— Vorgegebener Text —
====

Der Wahl-Kölner Gianni Jovanovic hat eine jahrelange Odyssee hinter sich, bis er endlich ein freies und glückliches Leben führen konnte. Inzwischen kann er als Rom in Köln auch offen zu seiner Homosexualität stehen – homophobe Gewalt hat er aber auch schon in der Domstadt erlebt.
Gianni JovanovicDer schwule Aktivist organisierte einst den ersten Kölner CSD-Wagen für Sinti und Roma
Gianni Jovanovic (46) führt heute ein selbstbestimmtes, glückliches Leben in Köln. Doch bis dahin war es ein langer Weg. Seit 2012 ist er mit seinem Mann verpartnert, 2021 haben sie in Köln geheiratet. Ein Paar sind die beiden seit rund 20 Jahren.

====

— Übungsdaten —

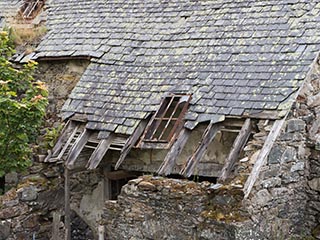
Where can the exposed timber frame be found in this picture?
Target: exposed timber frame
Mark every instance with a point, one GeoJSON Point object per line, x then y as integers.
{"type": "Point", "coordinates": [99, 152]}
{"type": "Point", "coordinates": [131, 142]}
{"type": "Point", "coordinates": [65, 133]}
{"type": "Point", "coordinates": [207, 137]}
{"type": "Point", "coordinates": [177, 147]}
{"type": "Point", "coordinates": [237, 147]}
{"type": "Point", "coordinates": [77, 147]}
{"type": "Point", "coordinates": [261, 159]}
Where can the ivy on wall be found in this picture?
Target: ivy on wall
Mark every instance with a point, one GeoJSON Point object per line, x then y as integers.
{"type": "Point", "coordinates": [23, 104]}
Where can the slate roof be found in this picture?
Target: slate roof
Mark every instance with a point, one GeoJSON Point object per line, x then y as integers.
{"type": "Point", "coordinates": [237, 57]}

====

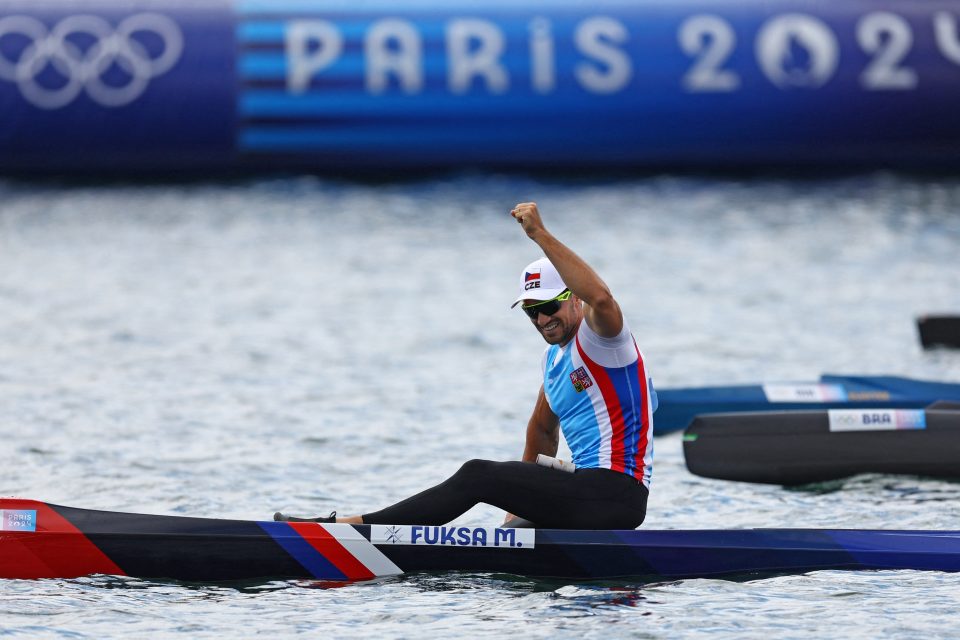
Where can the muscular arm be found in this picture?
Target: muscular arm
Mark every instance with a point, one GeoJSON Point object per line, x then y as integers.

====

— Aufgabenstellung —
1 > Filtern Sie aus der Auflistung jede Zeile heraus, in der die Zeichenfolge „exposed“ vorkommt, und beachten Sie dabei die Groß- und Kleinschreibung.
2 > Schreiben Sie den Text über Gianni Jovanovic im Anschluss an seinen letzten Satz weiter.

— Antworten —
1 >
Where can the exposed timber frame be found in this picture?
Target: exposed timber frame

2 >
„Ich bin der Gianni geworden, den ich als kleiner Junge immer als Vorbild hatte und mir gewünscht habe“, sagte der Moderator und Aktivist einst im Podcast („Wohnung 17“) mit Bettina Böttinger. Schöne Worte, doch um an diesen Punkt zu kommen, musste der 46-Jährige viel einstecken, wie er im Interview mit EXPRESS.de erzählt.
Gianni Jovanovic wurde mit 14 Jahren zwangsverheiratet
Die Einstellung, die Gianni heute hat, ist nicht selbstverständlich. Denn der Moderator („Drag Race Germany“), Autor („Ich, ein Kind der kleinen Mehrheit“) und Aktivist, der heute auch als studierter Dental-Hygieniker in Köln arbeitet und seine eigene Praxis betreibt, hatte es wahrlich nicht leicht im Leben.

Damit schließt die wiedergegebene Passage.